# [Your instructions]
Retype the records below exactly. Leave nothing out.

Natural-language object grounding data
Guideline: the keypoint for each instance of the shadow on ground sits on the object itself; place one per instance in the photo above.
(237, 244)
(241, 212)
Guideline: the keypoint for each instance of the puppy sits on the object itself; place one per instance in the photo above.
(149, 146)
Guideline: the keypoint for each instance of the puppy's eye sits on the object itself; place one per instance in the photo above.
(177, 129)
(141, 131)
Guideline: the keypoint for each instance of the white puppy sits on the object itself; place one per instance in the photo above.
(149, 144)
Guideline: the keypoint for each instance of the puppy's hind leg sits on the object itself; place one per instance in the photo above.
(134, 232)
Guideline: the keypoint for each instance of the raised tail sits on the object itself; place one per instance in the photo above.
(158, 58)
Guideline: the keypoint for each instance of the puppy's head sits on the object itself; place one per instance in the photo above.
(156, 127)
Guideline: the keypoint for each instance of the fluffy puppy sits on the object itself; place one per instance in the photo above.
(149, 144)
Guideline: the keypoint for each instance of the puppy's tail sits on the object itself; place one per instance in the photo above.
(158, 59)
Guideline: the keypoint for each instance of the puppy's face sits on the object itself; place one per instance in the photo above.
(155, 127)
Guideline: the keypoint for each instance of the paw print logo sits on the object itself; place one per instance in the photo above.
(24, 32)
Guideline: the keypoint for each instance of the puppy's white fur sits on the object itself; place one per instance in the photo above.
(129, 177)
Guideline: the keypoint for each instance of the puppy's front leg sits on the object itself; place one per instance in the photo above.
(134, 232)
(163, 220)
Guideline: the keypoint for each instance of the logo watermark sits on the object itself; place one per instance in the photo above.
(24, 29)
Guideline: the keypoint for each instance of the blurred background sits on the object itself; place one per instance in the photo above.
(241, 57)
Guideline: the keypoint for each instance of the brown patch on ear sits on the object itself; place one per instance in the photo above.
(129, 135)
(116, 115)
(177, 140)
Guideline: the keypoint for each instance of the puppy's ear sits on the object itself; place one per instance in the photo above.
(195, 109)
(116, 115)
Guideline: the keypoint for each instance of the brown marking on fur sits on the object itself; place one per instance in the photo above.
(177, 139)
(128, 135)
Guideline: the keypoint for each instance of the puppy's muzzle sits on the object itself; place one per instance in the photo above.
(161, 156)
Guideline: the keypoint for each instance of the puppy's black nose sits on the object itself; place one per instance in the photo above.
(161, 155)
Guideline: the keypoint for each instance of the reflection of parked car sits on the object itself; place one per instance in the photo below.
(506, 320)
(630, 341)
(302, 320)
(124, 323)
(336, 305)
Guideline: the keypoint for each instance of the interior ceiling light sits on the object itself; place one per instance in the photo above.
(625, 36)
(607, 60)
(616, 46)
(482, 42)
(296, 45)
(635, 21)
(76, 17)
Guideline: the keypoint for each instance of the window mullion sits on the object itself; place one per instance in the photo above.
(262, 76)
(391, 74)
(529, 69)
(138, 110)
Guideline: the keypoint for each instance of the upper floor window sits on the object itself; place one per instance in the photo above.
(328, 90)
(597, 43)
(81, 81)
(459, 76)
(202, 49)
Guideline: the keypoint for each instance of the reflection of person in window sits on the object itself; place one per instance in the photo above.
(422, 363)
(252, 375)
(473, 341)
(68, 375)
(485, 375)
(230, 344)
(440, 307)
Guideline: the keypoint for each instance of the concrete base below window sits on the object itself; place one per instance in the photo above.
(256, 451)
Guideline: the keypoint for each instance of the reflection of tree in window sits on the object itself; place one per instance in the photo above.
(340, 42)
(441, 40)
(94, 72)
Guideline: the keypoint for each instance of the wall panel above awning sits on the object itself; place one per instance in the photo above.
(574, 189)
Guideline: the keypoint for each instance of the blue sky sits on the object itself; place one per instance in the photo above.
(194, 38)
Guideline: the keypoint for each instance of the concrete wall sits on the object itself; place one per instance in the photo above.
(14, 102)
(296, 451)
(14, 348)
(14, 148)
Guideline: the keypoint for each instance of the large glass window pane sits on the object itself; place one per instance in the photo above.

# [Answer box]
Guideline: the keypoint for each instance of the shadow on ground sits on the object itself; place one per instance in the photo above.
(237, 244)
(241, 212)
Guideline: the keypoint for each instance of the puppy sits on the object itself; place one per instance in the photo above.
(149, 146)
Guideline: the keypoint for each instance of the puppy's eye sits on the object itself; place one per instance in the photo above.
(177, 129)
(141, 131)
Guideline: the keypoint for each instance of the white puppy sits on the object itself; place one per instance in the photo above.
(149, 144)
Guideline: the keypoint for each instance of the puppy's hind leg sits on the object itself; place one per instance in the photo above.
(134, 232)
Guideline: the keypoint for each instance of the raised tail sits on the object itself; place one per instance in the photo above.
(158, 58)
Guideline: the keypoint for each instance of the puppy's head sits on the object itself; place one per instance in the photo above.
(156, 127)
Guideline: the keypoint for each instance of the fluffy puppy sits on the object itself; place one per instance in the photo above.
(149, 144)
Guideline: the keypoint for each instance of the puppy's tail sits on the object itself; place one per instance in the photo above.
(158, 59)
Guideline: the keypoint for each instance of the puppy's face sits on the object itself; place one per instance in the photo above.
(155, 127)
Guideline: the keypoint for each instance of the paw print logo sits on the object itself; place one per instance in the photo above.
(24, 32)
Guideline: the keypoint for each instance of the puppy's white fur sits on the object itself; place one per instance in the photo above.
(129, 177)
Guideline: the keypoint for each instance of the puppy's front leg sits on the object itself; place one per instance in the photo above.
(134, 232)
(163, 220)
Guideline: the keypoint for each instance of the logo watermark sits on the object itself; place one per instance in the photo above.
(24, 29)
Guideline: the keypoint for each instance of the blurred background sits on the object itself; place one per instance in the photo above.
(241, 57)
Guideline: the keypoint for each instance of the brown patch on ear sits on the object itself; place one per instance in the photo above.
(129, 135)
(116, 115)
(177, 140)
Guideline: the keypoint for each instance of the puppy's ear sits on the object itself; place one per instance in the photo above.
(195, 109)
(116, 115)
Guideline: the keypoint for each instance of the brown marking on fur sits on the object itself; place one per instance in the photo above.
(177, 139)
(128, 135)
Guideline: the keypoint for each instance of the puppy's muzzle sits on the object itself; place one per instance in the photo above.
(161, 156)
Guideline: the keypoint for each instance of the puppy's black nose sits on the object itself; place one per instance in the photo above.
(161, 155)
Guideline: the keypoint for each instance of the reflection of parked car sits on the object itself; place one per instance in the photo below.
(506, 320)
(630, 341)
(302, 320)
(124, 323)
(336, 305)
Guideline: the keypoint for each instance of the interior ceiling light sits on the object itself; place one per instance in the photo above.
(625, 36)
(607, 60)
(616, 46)
(482, 42)
(296, 45)
(635, 21)
(76, 17)
Guideline: the keypoint for each instance of the window mullion sits on the object itself; place one per instance in the photo above.
(262, 76)
(391, 74)
(529, 69)
(138, 110)
Guideline: the keypoint for each instance of the upper floor window sits on the object itself; place one per instance in the photo above.
(328, 90)
(597, 43)
(81, 81)
(459, 76)
(202, 49)
Guideline: the keypoint for each instance of the reflection of person in window sits on the object itself; place one per instance in the photo above.
(422, 363)
(252, 375)
(473, 341)
(68, 375)
(485, 375)
(230, 344)
(440, 307)
Guideline: the keypoint for each instance of the concrete base below window sits on the object itself; place one per instance in the photo above.
(256, 451)
Guideline: the keypoint for each instance of the reflection of tree in window sits on the object itself; place one per instance in the photo above.
(340, 42)
(441, 40)
(94, 72)
Guideline: the keypoint for each instance of the wall panel above awning sits on the object itself; place one per instance in the photo above.
(574, 189)
Guideline: the keypoint for each instance of the blue sky sits on the object itself; place one per instance in the photo above.
(194, 38)
Guideline: the keypoint for each instance of the concrete wall sits on the object itself; place one per instance in the photo above.
(14, 102)
(296, 451)
(14, 348)
(14, 148)
Guideline: the keypoint for each instance of the large glass window pane sits on the object itself; place one per instance in the photo above.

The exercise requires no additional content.